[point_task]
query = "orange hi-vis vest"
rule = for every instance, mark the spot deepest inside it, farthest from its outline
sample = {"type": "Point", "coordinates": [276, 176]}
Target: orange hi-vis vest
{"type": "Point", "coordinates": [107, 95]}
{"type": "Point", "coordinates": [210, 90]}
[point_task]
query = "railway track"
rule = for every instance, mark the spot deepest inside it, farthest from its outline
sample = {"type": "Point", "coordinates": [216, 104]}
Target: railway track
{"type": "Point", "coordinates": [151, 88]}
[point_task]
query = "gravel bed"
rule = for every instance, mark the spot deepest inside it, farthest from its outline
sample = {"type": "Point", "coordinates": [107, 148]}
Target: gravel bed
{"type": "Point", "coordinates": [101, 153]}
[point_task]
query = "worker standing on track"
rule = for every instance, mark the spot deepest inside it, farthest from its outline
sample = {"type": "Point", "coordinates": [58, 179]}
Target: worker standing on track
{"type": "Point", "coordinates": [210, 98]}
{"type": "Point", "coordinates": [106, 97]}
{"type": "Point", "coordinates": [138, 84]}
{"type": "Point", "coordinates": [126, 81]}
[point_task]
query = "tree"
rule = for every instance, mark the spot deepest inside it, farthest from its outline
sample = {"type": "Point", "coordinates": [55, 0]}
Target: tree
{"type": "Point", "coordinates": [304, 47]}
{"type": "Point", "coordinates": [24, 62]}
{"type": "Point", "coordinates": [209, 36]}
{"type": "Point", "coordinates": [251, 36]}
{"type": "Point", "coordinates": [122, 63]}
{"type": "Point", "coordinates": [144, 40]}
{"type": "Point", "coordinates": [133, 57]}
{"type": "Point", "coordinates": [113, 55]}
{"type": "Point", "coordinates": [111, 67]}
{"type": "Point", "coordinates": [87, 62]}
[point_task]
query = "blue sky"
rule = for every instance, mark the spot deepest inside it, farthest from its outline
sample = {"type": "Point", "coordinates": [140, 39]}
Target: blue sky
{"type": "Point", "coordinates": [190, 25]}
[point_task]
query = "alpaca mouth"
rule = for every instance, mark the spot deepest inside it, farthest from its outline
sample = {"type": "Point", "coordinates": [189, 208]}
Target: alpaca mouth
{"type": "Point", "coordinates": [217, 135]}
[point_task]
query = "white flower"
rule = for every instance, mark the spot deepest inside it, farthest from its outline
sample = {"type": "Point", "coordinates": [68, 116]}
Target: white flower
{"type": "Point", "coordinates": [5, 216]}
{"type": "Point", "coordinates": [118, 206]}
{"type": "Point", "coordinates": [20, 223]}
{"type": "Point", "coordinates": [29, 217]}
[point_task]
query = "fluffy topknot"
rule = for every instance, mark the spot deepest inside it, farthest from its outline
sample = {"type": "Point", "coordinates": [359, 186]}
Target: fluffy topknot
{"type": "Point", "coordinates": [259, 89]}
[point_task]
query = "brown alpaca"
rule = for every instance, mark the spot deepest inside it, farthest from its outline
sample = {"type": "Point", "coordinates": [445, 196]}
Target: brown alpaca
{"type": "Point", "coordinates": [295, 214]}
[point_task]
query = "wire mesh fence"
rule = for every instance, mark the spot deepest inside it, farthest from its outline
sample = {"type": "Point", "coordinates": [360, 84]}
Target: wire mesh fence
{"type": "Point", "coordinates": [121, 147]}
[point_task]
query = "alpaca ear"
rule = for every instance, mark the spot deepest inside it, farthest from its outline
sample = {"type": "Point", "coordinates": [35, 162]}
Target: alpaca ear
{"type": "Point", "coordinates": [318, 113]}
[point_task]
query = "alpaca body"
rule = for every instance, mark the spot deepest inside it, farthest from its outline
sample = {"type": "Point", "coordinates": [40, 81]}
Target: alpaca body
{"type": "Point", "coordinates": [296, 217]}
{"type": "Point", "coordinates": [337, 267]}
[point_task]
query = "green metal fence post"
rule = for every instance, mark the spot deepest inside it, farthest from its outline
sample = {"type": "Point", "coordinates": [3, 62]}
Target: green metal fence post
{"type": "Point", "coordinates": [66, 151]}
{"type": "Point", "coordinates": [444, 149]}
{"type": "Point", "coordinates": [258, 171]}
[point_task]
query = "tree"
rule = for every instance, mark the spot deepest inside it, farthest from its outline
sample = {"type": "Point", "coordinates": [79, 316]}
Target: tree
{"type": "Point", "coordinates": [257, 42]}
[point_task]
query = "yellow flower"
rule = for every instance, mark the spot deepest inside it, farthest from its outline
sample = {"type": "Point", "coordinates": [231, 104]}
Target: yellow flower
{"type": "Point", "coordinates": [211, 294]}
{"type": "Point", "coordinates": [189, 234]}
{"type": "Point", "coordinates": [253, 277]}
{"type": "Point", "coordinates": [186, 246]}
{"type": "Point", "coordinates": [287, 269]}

◇ ◇ ◇ ◇ ◇

_TASK INSTRUCTIONS_
Exactly as shown above, return all of the entries.

_ANSWER FOR THIS EXERCISE_
[point_task]
query = "orange hi-vis vest"
rule = for every instance, mark the spot deepest inside it, farthest from its outline
sample = {"type": "Point", "coordinates": [276, 176]}
Target: orange hi-vis vest
{"type": "Point", "coordinates": [107, 95]}
{"type": "Point", "coordinates": [210, 90]}
[point_task]
query = "railway track"
rule = for every instance, mark the spot deepest inside it, farthest from its outline
sample = {"type": "Point", "coordinates": [216, 104]}
Target: railway track
{"type": "Point", "coordinates": [151, 88]}
[point_task]
query = "gravel bed"
rule = for every instance, mark the spot deepest inside it, farthest from its outline
sample = {"type": "Point", "coordinates": [107, 148]}
Target: gravel bed
{"type": "Point", "coordinates": [101, 153]}
[point_task]
query = "worker standing on track"
rule = for every instance, mark the spot deepest inside it, farthest from its outline
sample = {"type": "Point", "coordinates": [58, 179]}
Target: worker standing on track
{"type": "Point", "coordinates": [210, 98]}
{"type": "Point", "coordinates": [106, 97]}
{"type": "Point", "coordinates": [138, 84]}
{"type": "Point", "coordinates": [126, 81]}
[point_task]
query = "tree"
rule = for every instance, mark the spot deepest inside it, farthest from its outline
sample = {"type": "Point", "coordinates": [55, 0]}
Target: tree
{"type": "Point", "coordinates": [304, 47]}
{"type": "Point", "coordinates": [24, 62]}
{"type": "Point", "coordinates": [209, 36]}
{"type": "Point", "coordinates": [251, 36]}
{"type": "Point", "coordinates": [122, 63]}
{"type": "Point", "coordinates": [144, 40]}
{"type": "Point", "coordinates": [133, 57]}
{"type": "Point", "coordinates": [113, 55]}
{"type": "Point", "coordinates": [111, 67]}
{"type": "Point", "coordinates": [87, 62]}
[point_task]
query = "blue sky"
rule = for every instance, mark the spot deepest inside it, farthest from its outline
sample = {"type": "Point", "coordinates": [140, 39]}
Target: blue sky
{"type": "Point", "coordinates": [190, 25]}
[point_task]
query = "alpaca mouth"
rule = for every instance, mark the spot deepest inside it, farthest from its outline
sample = {"type": "Point", "coordinates": [189, 208]}
Target: alpaca mouth
{"type": "Point", "coordinates": [217, 135]}
[point_task]
query = "white flower"
rule = for every instance, mark the spot deepest inside it, farthest from its outline
sample = {"type": "Point", "coordinates": [68, 116]}
Target: white flower
{"type": "Point", "coordinates": [5, 216]}
{"type": "Point", "coordinates": [118, 206]}
{"type": "Point", "coordinates": [20, 223]}
{"type": "Point", "coordinates": [29, 217]}
[point_task]
query = "fluffy topknot"
rule = for every instance, mark the spot deepest inside it, farthest from its outline
sample = {"type": "Point", "coordinates": [359, 186]}
Target: fluffy topknot
{"type": "Point", "coordinates": [259, 89]}
[point_task]
query = "brown alpaca"
rule = for every instance, mark the spot deepest inside it, farthest from its outline
sample = {"type": "Point", "coordinates": [445, 196]}
Target: brown alpaca
{"type": "Point", "coordinates": [295, 214]}
[point_task]
query = "wire mesh fence"
rule = for every instance, mark the spot deepest inside it, farthest from its outline
sample = {"type": "Point", "coordinates": [360, 84]}
Target: wire mesh fence
{"type": "Point", "coordinates": [121, 147]}
[point_task]
query = "alpaca ear"
rule = for every instance, mark the spot deepest inside it, farthest from its outline
sample = {"type": "Point", "coordinates": [35, 162]}
Target: alpaca ear
{"type": "Point", "coordinates": [318, 113]}
[point_task]
query = "alpaca body"
rule = for every instance, mark the spot deepest inside it, farthest from its outline
sample = {"type": "Point", "coordinates": [40, 81]}
Target: alpaca body
{"type": "Point", "coordinates": [296, 217]}
{"type": "Point", "coordinates": [337, 267]}
[point_task]
query = "green metal fence post"
rule = for every instance, mark the spot deepest inside it, farthest from its outline
sample = {"type": "Point", "coordinates": [3, 62]}
Target: green metal fence post
{"type": "Point", "coordinates": [66, 151]}
{"type": "Point", "coordinates": [444, 149]}
{"type": "Point", "coordinates": [258, 171]}
[point_task]
query = "tree"
rule = for every instance, mark the spot deepest inside it, farthest from its outline
sample = {"type": "Point", "coordinates": [79, 316]}
Target: tree
{"type": "Point", "coordinates": [257, 42]}
[point_task]
query = "yellow flower"
rule = for every instance, mark the spot deepest inside it, farthest from its outline
sample = {"type": "Point", "coordinates": [231, 104]}
Target: yellow flower
{"type": "Point", "coordinates": [211, 294]}
{"type": "Point", "coordinates": [189, 234]}
{"type": "Point", "coordinates": [253, 277]}
{"type": "Point", "coordinates": [186, 246]}
{"type": "Point", "coordinates": [287, 269]}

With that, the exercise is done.